### PROVIDED PASSAGE:
## start

Example Code

Overview

This vi collects chronoamperometry data and chronoabsorptometry data simultaneously to yield quantitative spectroelectrochemical data in the form of absorptivity (extinction coefficient) vs. wavelength plots.  A correction for edge-diffusion can be applied to the chronoamperometry data which is then integrated to yield charge vs. time data.  From the integrated data, charge values are assigned to each spectrum collected.  The program does a least-squares analysis of the absorbance vs. charge data at each wavelength, and with some additional input will yield the absorptivity vs. wavelength plot of the electrode product.

The data can be later re-analyzed using one of two other packages available on the NI site, depending on whether there is a kinetically-important intermediate (or not).   Detailed documentation is provided within each vi and in the readme.txt file included in the zip file.  This procedure is described in detail in an upcoming issue of Inorganic Chemistry (reference: Inorg. Chem., Article ASAP, DOI: 10.1021/ic1012654, Publication Date (Web): September 13, 2010).

To be absolutely clear, this vi calculates absorptivity or extinction coefficient from absorbance data and charge data which are collected simultaneously over time during a chronoamperometry experiment.  Absorptivity, e, is related to absorbance via Beer's Law A=ebc where b is path length (cm) and c is concentration (M).  When the term "spectrum" is used herein, I specifically mean an e vs. wavelength plot.

## end

### WHAT YOU NEED TO DO:
A. In the spectroelectrochemistry overview, what correction can be applied to the chronoamperometry data?
B. Extend the spectroelectrochemistry overview beyond its final sentence.

### DATASET:
## start

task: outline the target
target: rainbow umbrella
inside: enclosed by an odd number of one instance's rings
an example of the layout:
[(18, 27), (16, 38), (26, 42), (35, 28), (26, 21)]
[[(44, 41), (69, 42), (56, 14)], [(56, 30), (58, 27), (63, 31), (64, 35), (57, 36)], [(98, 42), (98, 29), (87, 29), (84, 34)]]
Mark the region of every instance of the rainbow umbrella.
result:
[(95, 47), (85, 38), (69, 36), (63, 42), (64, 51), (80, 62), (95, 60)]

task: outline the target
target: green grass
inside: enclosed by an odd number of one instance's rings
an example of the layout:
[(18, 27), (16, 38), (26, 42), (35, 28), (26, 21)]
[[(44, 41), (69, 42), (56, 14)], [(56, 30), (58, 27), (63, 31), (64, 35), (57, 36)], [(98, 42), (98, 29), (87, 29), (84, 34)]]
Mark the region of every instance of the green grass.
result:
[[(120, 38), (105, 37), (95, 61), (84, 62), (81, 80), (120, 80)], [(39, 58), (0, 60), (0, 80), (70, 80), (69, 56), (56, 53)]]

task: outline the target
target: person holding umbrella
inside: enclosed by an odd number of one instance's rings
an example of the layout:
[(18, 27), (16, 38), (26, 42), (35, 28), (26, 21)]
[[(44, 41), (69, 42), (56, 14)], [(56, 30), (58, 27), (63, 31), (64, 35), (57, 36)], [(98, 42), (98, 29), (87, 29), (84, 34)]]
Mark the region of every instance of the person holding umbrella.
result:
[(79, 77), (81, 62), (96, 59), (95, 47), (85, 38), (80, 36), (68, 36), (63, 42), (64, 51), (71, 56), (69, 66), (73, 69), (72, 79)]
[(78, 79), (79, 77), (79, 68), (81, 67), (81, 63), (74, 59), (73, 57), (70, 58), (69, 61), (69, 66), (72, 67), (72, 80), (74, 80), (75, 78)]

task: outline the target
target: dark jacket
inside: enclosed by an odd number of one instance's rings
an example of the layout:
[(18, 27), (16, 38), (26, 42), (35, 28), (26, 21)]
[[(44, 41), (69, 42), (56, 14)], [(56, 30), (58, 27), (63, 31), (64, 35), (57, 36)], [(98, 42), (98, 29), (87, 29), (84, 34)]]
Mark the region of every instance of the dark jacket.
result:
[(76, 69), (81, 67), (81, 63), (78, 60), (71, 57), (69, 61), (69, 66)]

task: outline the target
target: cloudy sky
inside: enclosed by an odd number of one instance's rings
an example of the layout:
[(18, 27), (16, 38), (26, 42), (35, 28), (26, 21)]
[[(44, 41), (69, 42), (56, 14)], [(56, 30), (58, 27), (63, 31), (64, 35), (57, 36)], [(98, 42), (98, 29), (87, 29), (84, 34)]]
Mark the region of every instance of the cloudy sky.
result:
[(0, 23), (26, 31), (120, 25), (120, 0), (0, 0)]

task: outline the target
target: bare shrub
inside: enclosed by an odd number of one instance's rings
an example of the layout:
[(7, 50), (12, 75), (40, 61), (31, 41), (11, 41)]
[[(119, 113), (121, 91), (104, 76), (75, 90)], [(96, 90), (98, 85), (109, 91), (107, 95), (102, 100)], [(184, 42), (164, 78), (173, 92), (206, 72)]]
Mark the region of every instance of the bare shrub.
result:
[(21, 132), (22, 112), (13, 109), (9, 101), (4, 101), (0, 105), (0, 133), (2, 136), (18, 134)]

## end
## start

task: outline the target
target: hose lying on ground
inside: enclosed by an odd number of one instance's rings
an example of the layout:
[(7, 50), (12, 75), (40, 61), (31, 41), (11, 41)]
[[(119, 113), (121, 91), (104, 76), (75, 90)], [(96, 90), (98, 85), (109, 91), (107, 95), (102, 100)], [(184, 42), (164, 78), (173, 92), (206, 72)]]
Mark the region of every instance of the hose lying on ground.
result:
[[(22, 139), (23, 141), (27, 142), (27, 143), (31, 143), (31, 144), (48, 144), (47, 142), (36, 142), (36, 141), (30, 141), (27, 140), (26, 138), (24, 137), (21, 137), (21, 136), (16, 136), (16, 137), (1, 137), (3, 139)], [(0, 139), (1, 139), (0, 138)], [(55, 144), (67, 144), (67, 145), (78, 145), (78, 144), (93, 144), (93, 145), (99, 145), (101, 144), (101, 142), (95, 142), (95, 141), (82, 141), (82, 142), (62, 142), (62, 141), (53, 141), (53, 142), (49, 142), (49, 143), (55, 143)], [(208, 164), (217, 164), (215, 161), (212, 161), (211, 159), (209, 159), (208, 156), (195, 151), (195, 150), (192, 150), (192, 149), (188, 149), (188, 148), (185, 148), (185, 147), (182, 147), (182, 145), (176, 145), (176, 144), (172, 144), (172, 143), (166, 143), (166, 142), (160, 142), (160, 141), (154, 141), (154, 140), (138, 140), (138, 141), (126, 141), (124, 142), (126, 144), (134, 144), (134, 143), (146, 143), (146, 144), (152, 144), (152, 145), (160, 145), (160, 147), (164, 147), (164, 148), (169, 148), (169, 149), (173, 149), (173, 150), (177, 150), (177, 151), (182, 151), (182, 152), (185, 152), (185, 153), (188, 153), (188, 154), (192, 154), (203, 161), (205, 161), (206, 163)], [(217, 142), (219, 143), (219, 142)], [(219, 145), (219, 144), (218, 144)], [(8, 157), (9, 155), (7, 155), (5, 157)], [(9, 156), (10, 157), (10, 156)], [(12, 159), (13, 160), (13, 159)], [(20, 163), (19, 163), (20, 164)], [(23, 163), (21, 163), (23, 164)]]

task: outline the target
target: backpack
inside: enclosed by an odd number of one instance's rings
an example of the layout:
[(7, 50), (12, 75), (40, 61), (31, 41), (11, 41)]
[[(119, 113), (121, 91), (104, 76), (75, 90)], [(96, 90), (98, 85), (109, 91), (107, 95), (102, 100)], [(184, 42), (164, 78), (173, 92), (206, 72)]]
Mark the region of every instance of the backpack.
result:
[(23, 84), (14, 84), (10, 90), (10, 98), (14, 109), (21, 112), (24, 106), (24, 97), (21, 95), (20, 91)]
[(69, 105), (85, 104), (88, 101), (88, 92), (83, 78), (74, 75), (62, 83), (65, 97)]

## end
## start

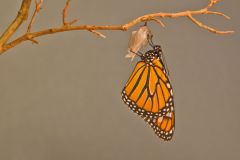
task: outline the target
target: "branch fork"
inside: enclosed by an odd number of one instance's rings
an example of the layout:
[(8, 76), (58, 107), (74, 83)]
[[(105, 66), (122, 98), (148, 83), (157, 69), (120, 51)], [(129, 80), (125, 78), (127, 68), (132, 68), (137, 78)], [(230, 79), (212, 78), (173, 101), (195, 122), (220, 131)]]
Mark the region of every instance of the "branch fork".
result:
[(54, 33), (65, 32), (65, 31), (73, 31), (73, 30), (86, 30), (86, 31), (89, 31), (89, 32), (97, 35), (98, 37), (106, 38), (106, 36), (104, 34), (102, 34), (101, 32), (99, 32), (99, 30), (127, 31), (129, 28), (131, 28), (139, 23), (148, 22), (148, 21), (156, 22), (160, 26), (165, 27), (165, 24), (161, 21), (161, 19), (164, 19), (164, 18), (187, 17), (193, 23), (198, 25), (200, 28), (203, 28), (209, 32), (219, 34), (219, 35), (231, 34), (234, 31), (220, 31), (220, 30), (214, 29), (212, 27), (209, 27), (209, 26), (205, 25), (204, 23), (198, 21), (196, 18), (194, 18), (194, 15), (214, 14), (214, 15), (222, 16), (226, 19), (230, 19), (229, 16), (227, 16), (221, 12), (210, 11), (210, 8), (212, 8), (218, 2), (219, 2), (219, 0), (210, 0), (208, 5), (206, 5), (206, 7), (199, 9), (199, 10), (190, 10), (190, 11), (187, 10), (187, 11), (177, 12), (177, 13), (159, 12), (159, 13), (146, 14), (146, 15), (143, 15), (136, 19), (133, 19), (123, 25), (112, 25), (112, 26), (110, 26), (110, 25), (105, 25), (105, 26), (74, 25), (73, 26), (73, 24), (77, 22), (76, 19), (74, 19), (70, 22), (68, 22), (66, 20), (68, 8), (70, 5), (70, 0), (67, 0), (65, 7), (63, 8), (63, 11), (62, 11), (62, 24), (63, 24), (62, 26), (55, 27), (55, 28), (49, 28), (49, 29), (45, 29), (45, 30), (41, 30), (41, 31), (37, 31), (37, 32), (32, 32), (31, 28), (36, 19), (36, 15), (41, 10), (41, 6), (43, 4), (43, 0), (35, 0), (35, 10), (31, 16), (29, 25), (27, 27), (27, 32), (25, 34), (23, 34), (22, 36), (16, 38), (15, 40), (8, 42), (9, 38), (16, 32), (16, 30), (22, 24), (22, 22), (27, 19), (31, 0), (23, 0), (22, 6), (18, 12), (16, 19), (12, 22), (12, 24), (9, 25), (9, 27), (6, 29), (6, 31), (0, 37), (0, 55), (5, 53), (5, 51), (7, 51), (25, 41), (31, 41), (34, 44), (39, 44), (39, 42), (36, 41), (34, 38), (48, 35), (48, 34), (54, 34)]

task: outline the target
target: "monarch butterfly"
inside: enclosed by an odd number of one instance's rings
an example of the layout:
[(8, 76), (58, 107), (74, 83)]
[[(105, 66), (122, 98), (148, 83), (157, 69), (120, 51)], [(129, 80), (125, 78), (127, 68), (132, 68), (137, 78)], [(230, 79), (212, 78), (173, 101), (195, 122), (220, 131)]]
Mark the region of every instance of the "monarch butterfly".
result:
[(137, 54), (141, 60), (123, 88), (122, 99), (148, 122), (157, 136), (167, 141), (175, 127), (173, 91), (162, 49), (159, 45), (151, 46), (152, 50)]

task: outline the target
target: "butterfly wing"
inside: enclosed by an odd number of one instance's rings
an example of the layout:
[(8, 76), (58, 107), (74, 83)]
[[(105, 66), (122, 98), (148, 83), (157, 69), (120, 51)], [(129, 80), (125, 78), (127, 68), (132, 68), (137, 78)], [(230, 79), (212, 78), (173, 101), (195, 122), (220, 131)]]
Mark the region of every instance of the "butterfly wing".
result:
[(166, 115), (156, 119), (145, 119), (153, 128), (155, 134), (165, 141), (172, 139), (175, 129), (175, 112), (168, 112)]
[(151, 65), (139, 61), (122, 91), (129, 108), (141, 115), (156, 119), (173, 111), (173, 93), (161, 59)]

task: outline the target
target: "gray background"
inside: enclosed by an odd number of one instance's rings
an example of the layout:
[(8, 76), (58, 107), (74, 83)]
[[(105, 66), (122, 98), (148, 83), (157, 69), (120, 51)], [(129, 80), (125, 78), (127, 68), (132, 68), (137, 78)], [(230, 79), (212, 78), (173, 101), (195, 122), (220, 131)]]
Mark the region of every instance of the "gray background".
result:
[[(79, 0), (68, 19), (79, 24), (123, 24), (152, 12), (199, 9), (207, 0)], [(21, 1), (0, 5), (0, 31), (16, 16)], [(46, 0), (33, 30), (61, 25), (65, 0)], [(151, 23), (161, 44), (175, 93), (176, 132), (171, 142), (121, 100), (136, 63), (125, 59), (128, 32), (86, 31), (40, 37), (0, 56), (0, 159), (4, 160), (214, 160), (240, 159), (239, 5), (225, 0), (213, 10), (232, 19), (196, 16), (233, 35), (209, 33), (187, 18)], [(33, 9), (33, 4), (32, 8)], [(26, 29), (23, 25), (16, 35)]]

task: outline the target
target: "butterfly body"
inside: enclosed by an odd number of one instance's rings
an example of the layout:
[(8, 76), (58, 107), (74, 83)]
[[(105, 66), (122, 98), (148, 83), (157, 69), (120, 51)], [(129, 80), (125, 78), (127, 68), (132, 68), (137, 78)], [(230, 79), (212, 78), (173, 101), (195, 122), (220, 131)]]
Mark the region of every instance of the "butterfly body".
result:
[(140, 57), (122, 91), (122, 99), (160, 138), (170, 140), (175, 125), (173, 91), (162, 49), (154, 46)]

## end

### ANSWERS TO EACH TASK:
A. A correction for edge-diffusion.

B.
Caveats and Additional Notes

 The suite of programs was originally designed for a Princeton Applied Research Potentiostat interfaced by a GPIB connection (device 14) to a PC which also has an NI-USB 6251.  An analog potentiostat will work fine with slight modifications to the program which remove the GPIB functions.

The hardware is set up as follows:

1. An analog output from a NI-USB 6251 is attached to the external input of the potentiostat and it controls the potential applied to the cell.
2. A pair of analog input channels (run as one task) records the applied potential and applied current from the potentiostat's E-output and I-output respectively.
3. A digital output channel from the 6251 is attached to the trigger input of an Ocean Optics USB-4000 fiber-optic spectrometer, and the spectrometer's software is configured to automatically record spectra upon receiving trigger signals (specifics are in the readme.txt file.)  This application does not use the Labview Ocean Optics driver.
4. In a typical run, the current which passes through the electrode as a result of a potential step is recorded (chronoamperometry) while spectra of the solution at the electrode surface are recorded simultaneously (chronoabsorptometry).  We usually record 20 spectra over a 10-second period, but we have pushed it down to 10 spectra over 2 seconds.
5. The cell design uses a bright source like an LS-50 Ocean Optics Tungsten Lamp, a "dip probe" from which the mirror has been removed, and the USB 4000 detector.  The dip probe is positioned so that its light shines on and is reflected from something like a 3 mm Pt disk electrode.  It is important to have enough signal so that a spectrum can be collected in less than 15 milliseconds, and careful alignment is required.  It is also important to stir or agitate the solution between scans.  Details of a cell used for this purpose have been published.

Detailed description:

This set of vi's is used to collect and do some initial processing of simultaneous chronoabsorptometry / chronoamperometry data.  A pair of separate packages are provided for further data processing depending on whether or not there is a detectable intermediate present.  The data collected by this vi can be used to determine the spectra of electrode products.  Two cases have been developed so far:

1. A separate program can be used to collect absorptivity vs. wavelength information about a single electrode product for a 100% chemically reversible or 100% chemically irreversible electrode reaction.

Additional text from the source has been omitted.